--- CHALLENGE 1 ---
In the forum thread on replacing rear brake discs, does each statement below agree with the text? Answer yes or no for each, and quote the deciding words of the text exactly. (a) The caliper carrier is held on with bolts torqued to 125NM. (b) The new slider pins take a 48 Torx. (c) The disc rotors on foxmeister3's rear brakes are 272mm in diameter.
--- CHALLENGE 2 ---
Reproduce verbatim the portion of the forum thread on replacing rear brake discs, from "I did wonder" down to "the TT yet.".
--- CHALLENGE 3 ---
Continue the forum thread on replacing rear brake discs from the point at which it stops.

--- DOCUMENT ---
╔══

I did wonder if anyone bothered to follow / use the link I shared on this post. My A5 also has the UDS EPB module, not tried or checked the module on the TT yet.


----------



## kevin#34 (Jan 8, 2019)

USD for TT too


----------



## deeve (Apr 5, 2004)

Really important tip for replacing rear discs, you do NOT have to remove the caliper carrier to replace the discs. The caliper carrier is held on with M14 spline bolts at 125NM torque. There's almost no room to get a breaker bar in to crack the bolts (unless you have the luxury of a hoist and can work from underneath) and then there is even less room to operate a torque wrench to tighten them after.
With the caliper removed and the retaining screw from the disc removed, give the disc a couple of good wallops with a heavy hammer, it will have rusted itself on, it will come free and can be wiggled out. Replace new disc, fit new pads, replace caliper, renew greased slider pins in new rubber guides, gently pump the brake pedal to return the pistons, close the EB, I used OBD11 refit the wheel and you're done.

Out of interest new M14 spline bolts are £4.80 each from Audi, the slider pins and guides are £13.80 for both wheels from EBC. Curiously the original slider pins are fitted with a 48 Torx while the new ones take a 45 Torx. Torque setting for the slider pins are 25NM


----------



## foxmeister3 (Sep 5, 2015)

deeve said:


> Really important tip for replacing rear discs, you do NOT have to remove the caliper carrier to replace the discs. The caliper carrier is held on with M14 spline bolts at 125NM torque. There's almost no room to get a breaker bar in to crack the bolts (unless you have the luxury of a hoist and can work from underneath) and then there is even less room to operate a torque wrench to tighten them after.
> With the caliper removed and the retaining screw from the disc removed, give the disc a couple of good wallops with a heavy hammer, it will have rusted itself on, it will come free and can be wiggled out. Replace new disc, fit new pads, replace caliper, renew greased slider pins in new rubber guides, gently pump the brake pedal to return the pistons, close the EB, I used OBD11 refit the wheel and you're done.
> 
> Out of interest new M14 spline bolts are £4.80 each from Audi, the slider pins and guides are £13.80 for both wheels from EBC. Curiously the original slider pins are fitted with a 48 Torx while the new ones take a 45 Torx. Torque setting for the slider pins are 25NM


Many thanks for the tip Deeve. I've just had a look at my rear brakes (1KZ). The disc rotors are 272mm in diameter and there doesn't appear to be sufficient room to wiggle the old disc off without actually removing the caliper carrier, which I agree is an extremely difficult task.

╚══

--- RECORD EXTRACTS ---
╔══

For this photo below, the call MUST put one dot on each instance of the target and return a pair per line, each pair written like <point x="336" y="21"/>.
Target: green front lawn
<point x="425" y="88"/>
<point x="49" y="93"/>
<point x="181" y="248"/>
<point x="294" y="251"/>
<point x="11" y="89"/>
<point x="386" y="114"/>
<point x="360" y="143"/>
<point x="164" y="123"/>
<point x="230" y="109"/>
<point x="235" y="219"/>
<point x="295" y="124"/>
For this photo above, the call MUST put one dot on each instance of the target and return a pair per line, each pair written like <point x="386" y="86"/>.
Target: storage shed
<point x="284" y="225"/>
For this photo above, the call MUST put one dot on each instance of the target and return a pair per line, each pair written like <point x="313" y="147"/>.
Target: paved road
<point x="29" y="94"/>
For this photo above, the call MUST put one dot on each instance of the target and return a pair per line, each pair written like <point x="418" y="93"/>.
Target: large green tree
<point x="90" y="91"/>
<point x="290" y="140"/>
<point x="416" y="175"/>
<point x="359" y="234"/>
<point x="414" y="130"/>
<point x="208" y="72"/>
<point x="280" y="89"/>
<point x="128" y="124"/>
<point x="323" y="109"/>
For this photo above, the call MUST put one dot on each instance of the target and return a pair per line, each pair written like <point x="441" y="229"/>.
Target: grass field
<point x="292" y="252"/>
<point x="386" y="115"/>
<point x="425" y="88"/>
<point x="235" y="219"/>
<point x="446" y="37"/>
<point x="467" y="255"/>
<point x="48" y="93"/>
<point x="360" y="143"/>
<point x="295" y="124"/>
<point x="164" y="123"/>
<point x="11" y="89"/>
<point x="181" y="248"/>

╚══

--- REPLY 1 ---
(a) Yes: "The caliper carrier is held on with M14 spline bolts at 125NM torque."
(b) No: "the new ones take a 45 Torx"
(c) Yes: "The disc rotors are 272mm in diameter"

--- REPLY 2 ---
I did wonder if anyone bothered to follow / use the link I shared on this post. My A5 also has the UDS EPB module, not tried or checked the module on the TT yet.

--- REPLY 3 ---
My new discs will be unworn (10mm thick) and therefore a little thicker in diameter so would be more difficult to wiggle back in without damaging the face of the new disc or the caliper carrier. How easy did you find wiggling the old disc off and the new one on for each side ?

I note that you bought new M14 spline bolts for the caliper carrier. I take it you didn't need to use them.


----------



## deeve (Apr 5, 2004)

deeve said:


> Many thanks for the tip Deeve. I've just had a look at my rear brakes (1KZ). The disc rotors are 272mm in diameter and there doesn't appear to be sufficient room to wiggle the old disc off without actually removing the caliper carrier, which I agree is an extremely difficult task.
> 
> My new discs will be unworn (10mm thick) and therefore a little thicker in diameter so would be more difficult to wiggle back in without damaging the face of the new disc or the caliper carrier. How easy did you find wiggling the old disc off and the new one on for each side ?
> 
> I note that you bought new M14 spline bolts for the caliper carrier. I take it you didn't need to use them.


My discs were 300mm dia and they did wiggle out without too much fuss and the new ones went in easily. I bought the M14 spline bolts as I thought i would need them but as it turned out i didn't. 
Audi state that those bolts and the slider pins should be replaced if removed


----------



## foxmeister3 (Sep 5, 2015)

deeve said:


> deeve said:
> 
> 
> > Many thanks for the tip Deeve. I've just had a look at my rear brakes (1KZ). The disc rotors are 272mm in diameter and there doesn't appear to be sufficient room to wiggle the old disc off without actually removing the caliper carrier, which I agree is an extremely difficult task.
> ...


Thanks for the update Deeve, that's really helpful. I now have enough info to go ahead and change my discs at the weekend.


----------



## hockenisgood (May 19, 2014)

Just realised I bought the wrong size  . Mine are 2ED and so 300mm, not the 272mm I got. Anyone want a cheap set of EBC BSD1772 slotted discs with DP22153 Greenstuff pads to fit 1KZ brakes?


----------



## kevin#34 (Jan 8, 2019)

can't you return them back?


----------



## hockenisgood (May 19, 2014)

EBC say on the website that they won't take stuff back once the seals are broken. Fortunately I didn't open the pads so I can return those. I have asked about the discs and I'll see what they come back with. It was my fault but let's hope they'll be generous.


----------



## scott65742 (Dec 31, 2017)

They're in breach of your consumer rights by saying this. You have 14 days to notify them you wish to return the items (for any reason you wish) and a further 14 to return them. Full advice at this link:

https://www.which.co.uk/consumer-rights ... d-services


----------



## deeve (Apr 5, 2004)

Just a tip..... It's a bit of a tight space to get a standard ratchet drive between the top slider bolt and brake pipe. A mini ratchet with a 1/4" drive is ideal


----------



## peter-ss (Sep 3, 2008)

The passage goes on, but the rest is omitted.